__INSTRUCTIONS TO FOLLOW__
Which lines in the items below contain the string "Target"? Pick out and copy each of them, treating case as significant.

Records excerpted from a collection:
— START —
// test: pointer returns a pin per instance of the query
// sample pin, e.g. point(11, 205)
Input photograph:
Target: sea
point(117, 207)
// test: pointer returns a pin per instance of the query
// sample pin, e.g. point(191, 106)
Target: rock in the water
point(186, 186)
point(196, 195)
— END —
— START —
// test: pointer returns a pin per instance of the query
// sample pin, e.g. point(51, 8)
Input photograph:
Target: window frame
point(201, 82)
— END —
__SOLUTION FOR THIS TASK__
Target: sea
Target: rock in the water
Target: window frame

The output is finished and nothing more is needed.